Down to the last word, output the records below, skipping any images.

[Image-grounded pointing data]
-.-.-

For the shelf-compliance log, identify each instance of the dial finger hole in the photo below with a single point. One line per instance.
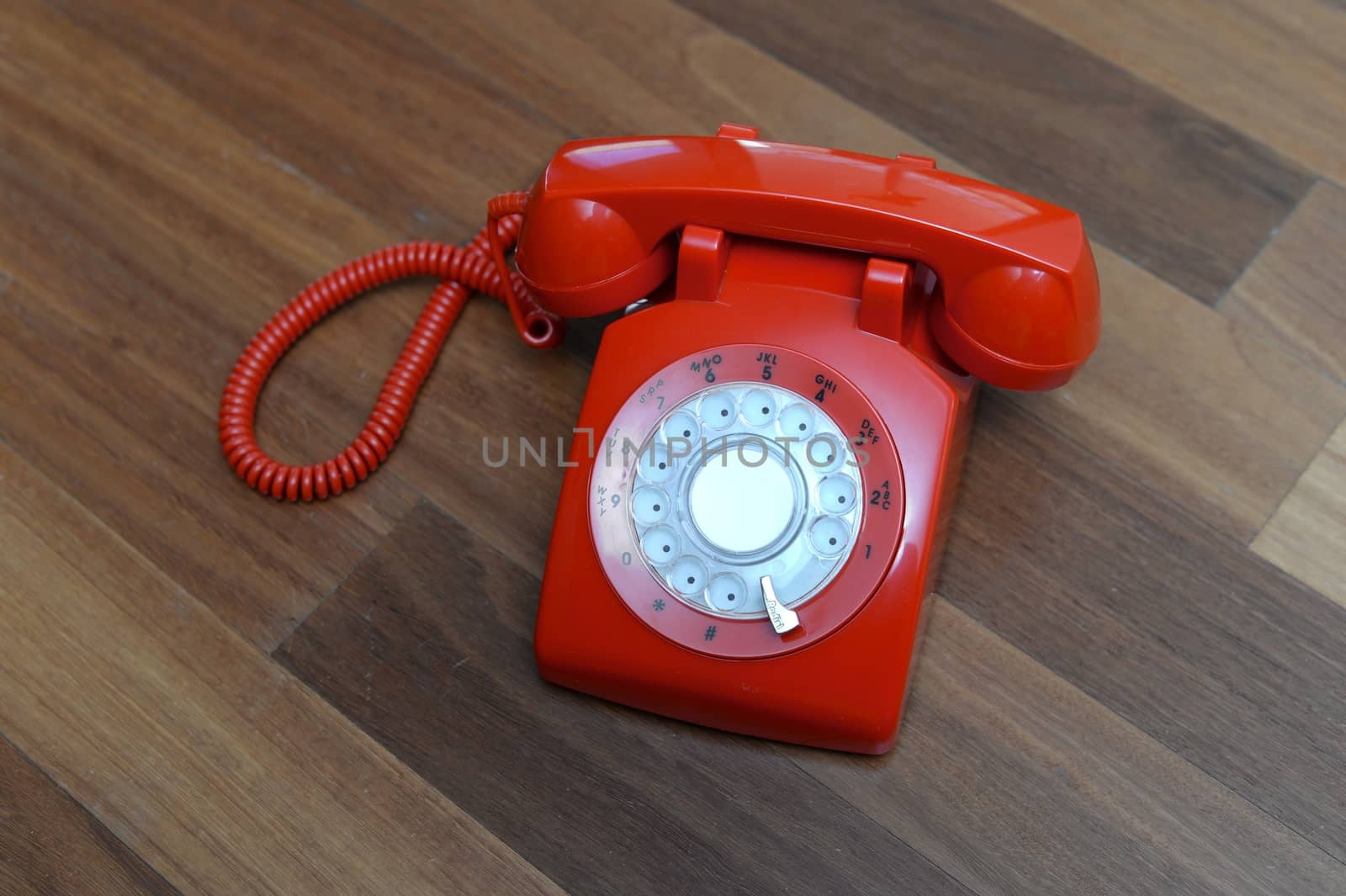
(656, 463)
(798, 421)
(661, 545)
(688, 575)
(836, 494)
(758, 408)
(718, 411)
(649, 505)
(828, 536)
(824, 453)
(727, 592)
(683, 426)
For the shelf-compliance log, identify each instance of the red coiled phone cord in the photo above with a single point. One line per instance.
(478, 267)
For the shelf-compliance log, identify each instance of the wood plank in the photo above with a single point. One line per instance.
(372, 114)
(1179, 630)
(1276, 73)
(1184, 195)
(190, 745)
(1307, 534)
(131, 162)
(1015, 782)
(428, 646)
(1171, 389)
(50, 846)
(1294, 289)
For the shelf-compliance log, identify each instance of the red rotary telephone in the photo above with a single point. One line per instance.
(777, 424)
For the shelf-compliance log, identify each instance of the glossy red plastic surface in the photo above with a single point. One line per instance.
(845, 689)
(1018, 294)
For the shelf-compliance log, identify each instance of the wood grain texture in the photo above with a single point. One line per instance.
(49, 844)
(188, 745)
(1179, 630)
(1117, 694)
(1164, 184)
(1016, 782)
(1307, 534)
(1296, 287)
(1168, 395)
(428, 646)
(1274, 72)
(152, 278)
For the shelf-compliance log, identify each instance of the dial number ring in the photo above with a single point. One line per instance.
(713, 628)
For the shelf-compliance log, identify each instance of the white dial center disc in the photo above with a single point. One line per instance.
(742, 500)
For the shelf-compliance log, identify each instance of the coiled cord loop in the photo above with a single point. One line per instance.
(478, 267)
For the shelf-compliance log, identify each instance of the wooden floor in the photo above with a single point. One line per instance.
(1135, 678)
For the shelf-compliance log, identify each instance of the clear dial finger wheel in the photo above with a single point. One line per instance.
(740, 482)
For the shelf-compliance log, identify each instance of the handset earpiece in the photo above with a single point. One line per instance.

-.-.-

RESPONSE:
For the shelf-compliance log, identify each instance of the dial finger hole in the photo below with a single point. One line per instance.
(656, 463)
(798, 421)
(661, 545)
(688, 575)
(836, 494)
(758, 408)
(718, 411)
(649, 505)
(828, 536)
(824, 453)
(727, 592)
(683, 426)
For the shelf-compliance log, identify each instance of the red coiled phone cord in the photo above with a single point. One line per instance.
(478, 267)
For the shelf-compliance log, identify each instance of the wood plank in the photo above with a single point. One line per instance.
(372, 114)
(1179, 630)
(1276, 73)
(1184, 195)
(190, 745)
(1307, 534)
(131, 162)
(1015, 782)
(428, 646)
(1171, 389)
(50, 846)
(1294, 289)
For the shelf-compliance log, identify each instance of the red rotary telephone in the photo above with a single point. One line per instance.
(777, 424)
For the shelf-compliance log, identify each instance of the glossy red plastic surface in the photo above with a single point. One line per instance.
(845, 689)
(1018, 294)
For the shelf-compliance log, identify each instance of the wood grain texture in the photo above with a single point. One line per instance.
(49, 844)
(188, 745)
(1179, 630)
(1117, 694)
(1164, 184)
(1016, 782)
(1307, 534)
(1296, 287)
(1168, 395)
(428, 646)
(1274, 72)
(152, 278)
For the shelf-compliance log, identify each instance of the dial number ring in the photo above with a single point. One line per instance.
(713, 628)
For the shelf-compliance log, identify each instance of the white dial center disc in the photo above with a single point. One line per instance.
(742, 500)
For the shelf-compliance log, identify each instance of the coiled cord loop in the photo above with a single point. One line per instance.
(478, 267)
For the shelf-compliance log, identify each instance of the wooden floor in the photo above with a single point. One line per instance.
(1135, 678)
For the shelf-compliance log, identify each instance of the clear dial finger wheel in the photo above with a single point. One line per instance.
(740, 482)
For the shelf-compliance log, identify each instance of the handset earpiece in the photo above with a single point. One line per instance.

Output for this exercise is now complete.